— Begin Excerpted records —

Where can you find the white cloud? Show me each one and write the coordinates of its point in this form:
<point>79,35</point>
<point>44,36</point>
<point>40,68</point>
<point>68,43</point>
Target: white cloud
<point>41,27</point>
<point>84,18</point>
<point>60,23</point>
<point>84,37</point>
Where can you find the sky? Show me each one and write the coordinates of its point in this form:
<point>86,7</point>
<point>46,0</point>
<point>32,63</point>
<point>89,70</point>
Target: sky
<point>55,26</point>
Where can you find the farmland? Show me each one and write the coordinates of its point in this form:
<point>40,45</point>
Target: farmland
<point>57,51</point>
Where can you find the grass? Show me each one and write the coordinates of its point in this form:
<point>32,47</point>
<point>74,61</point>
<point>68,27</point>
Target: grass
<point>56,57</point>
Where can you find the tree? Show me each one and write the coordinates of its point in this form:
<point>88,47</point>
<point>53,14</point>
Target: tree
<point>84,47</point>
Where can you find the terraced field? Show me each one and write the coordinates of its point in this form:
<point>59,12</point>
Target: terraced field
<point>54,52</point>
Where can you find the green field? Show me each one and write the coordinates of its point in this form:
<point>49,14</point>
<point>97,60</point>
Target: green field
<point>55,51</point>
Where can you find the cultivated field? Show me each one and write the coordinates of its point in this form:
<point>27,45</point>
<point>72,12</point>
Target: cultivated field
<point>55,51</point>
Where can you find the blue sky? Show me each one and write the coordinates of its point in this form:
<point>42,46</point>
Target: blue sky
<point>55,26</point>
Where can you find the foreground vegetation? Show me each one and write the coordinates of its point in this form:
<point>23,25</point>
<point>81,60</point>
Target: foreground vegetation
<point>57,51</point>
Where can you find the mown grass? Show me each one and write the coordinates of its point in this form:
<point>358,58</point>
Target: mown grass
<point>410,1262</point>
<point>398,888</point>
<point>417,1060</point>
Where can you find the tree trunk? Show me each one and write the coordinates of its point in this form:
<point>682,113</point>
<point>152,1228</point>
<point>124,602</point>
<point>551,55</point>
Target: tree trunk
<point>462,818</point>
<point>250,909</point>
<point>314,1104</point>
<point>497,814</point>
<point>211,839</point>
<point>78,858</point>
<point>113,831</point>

— End Excerpted records —

= Aim =
Rewrite all the rows above, changing every "Target" to "Label" and leaving everything else unchanged.

= Written answer =
Where can you find the white cloud? Show me each one and write the coordinates of its point in this form:
<point>79,35</point>
<point>44,36</point>
<point>40,68</point>
<point>68,43</point>
Label: white cloud
<point>41,27</point>
<point>84,18</point>
<point>60,23</point>
<point>84,37</point>
Where can you find the sky? Show me each one and write the coordinates of its point in this form:
<point>86,7</point>
<point>46,0</point>
<point>32,63</point>
<point>89,70</point>
Label: sky
<point>55,26</point>
Where can you find the farmland? Show me each one and write the coordinates of its point in this form:
<point>40,45</point>
Label: farmland
<point>57,51</point>
Where can you find the grass? Show me each one and write the coordinates of its point in this form:
<point>32,47</point>
<point>74,61</point>
<point>68,27</point>
Label: grass
<point>56,57</point>
Where can you find the tree? Show me each one and write the coordinates of its point in this form:
<point>88,47</point>
<point>53,14</point>
Label: tree
<point>84,47</point>
Where can you find the terraced field? Show me each one and write the coordinates of its point in this form:
<point>59,12</point>
Label: terraced field
<point>54,52</point>
Where can you find the green field? Show me each one and write the coordinates of its point in this form:
<point>49,14</point>
<point>97,60</point>
Label: green field
<point>55,51</point>
Where can you find the cultivated field? Show me each one and write the coordinates of its point in this form:
<point>27,45</point>
<point>72,12</point>
Label: cultivated field
<point>55,51</point>
Where can you find the blue sky? Show me each one and write the coordinates of its point in this form:
<point>42,46</point>
Label: blue sky
<point>55,26</point>
Where can you find the foreground vegetation? Show me each one and write the coordinates of its point in this form:
<point>23,25</point>
<point>81,60</point>
Label: foreground vegetation
<point>57,51</point>
Where can you find the mown grass? Show me each one and write the coordinates of its point in this form:
<point>358,58</point>
Label: mown grass
<point>410,1262</point>
<point>398,888</point>
<point>417,1060</point>
Where can you find the tree trunk? Show me each one and write the coordinates of its point in this form:
<point>682,113</point>
<point>152,1228</point>
<point>124,602</point>
<point>551,55</point>
Label: tree trunk
<point>462,818</point>
<point>250,909</point>
<point>314,1104</point>
<point>497,814</point>
<point>211,839</point>
<point>78,858</point>
<point>113,831</point>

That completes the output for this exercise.